━━ Provided data

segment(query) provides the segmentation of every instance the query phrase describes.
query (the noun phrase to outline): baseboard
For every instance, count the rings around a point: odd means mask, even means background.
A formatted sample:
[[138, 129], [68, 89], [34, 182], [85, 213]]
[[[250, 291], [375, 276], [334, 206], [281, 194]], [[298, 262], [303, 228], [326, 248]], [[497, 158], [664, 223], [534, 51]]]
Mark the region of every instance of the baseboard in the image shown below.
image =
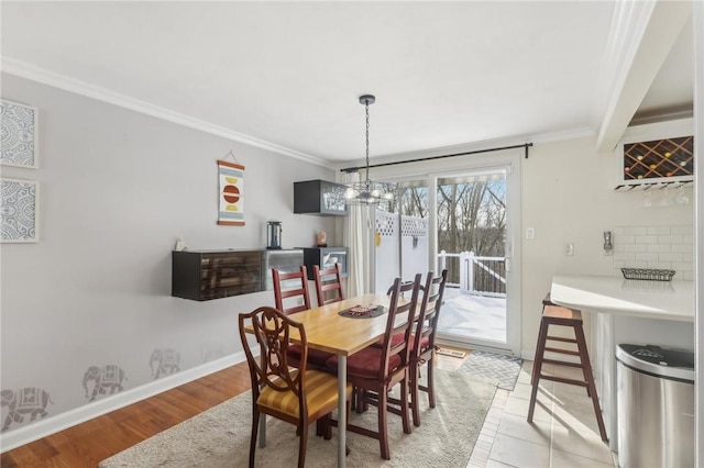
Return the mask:
[[59, 431], [92, 420], [114, 410], [119, 410], [146, 398], [154, 397], [166, 390], [170, 390], [184, 383], [208, 376], [210, 374], [222, 370], [227, 367], [234, 366], [245, 360], [244, 353], [235, 353], [233, 355], [206, 363], [202, 366], [194, 367], [173, 376], [164, 377], [153, 382], [145, 383], [134, 389], [121, 391], [92, 403], [85, 404], [70, 411], [57, 414], [56, 416], [46, 417], [35, 423], [13, 430], [7, 434], [0, 434], [0, 453], [11, 450], [30, 442], [50, 436]]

━━━━

Can you output all of the data above word for word, leaving out the picture?

- **Answer to this problem**:
segment(query) provides the segmentation of every instance the query phrase describes.
query (the noun phrase to outline): baseboard
For every instance, count the rings around a point: odd means mask, even means background.
A formatted sample:
[[138, 129], [68, 89], [34, 182], [85, 213]]
[[[250, 291], [375, 276], [334, 206], [281, 194]], [[298, 262], [303, 228], [326, 248]], [[497, 158], [664, 223], [534, 51]]]
Mark the region of every instance of the baseboard in the image shown below.
image =
Return the mask:
[[59, 431], [92, 420], [114, 410], [119, 410], [146, 398], [154, 397], [166, 390], [170, 390], [184, 383], [208, 376], [210, 374], [222, 370], [227, 367], [234, 366], [245, 360], [244, 353], [235, 353], [233, 355], [206, 363], [202, 366], [194, 367], [173, 376], [164, 377], [153, 382], [145, 383], [134, 389], [121, 391], [92, 403], [85, 404], [70, 411], [57, 414], [56, 416], [46, 417], [35, 423], [13, 430], [7, 434], [0, 434], [0, 453], [11, 450], [30, 442], [50, 436]]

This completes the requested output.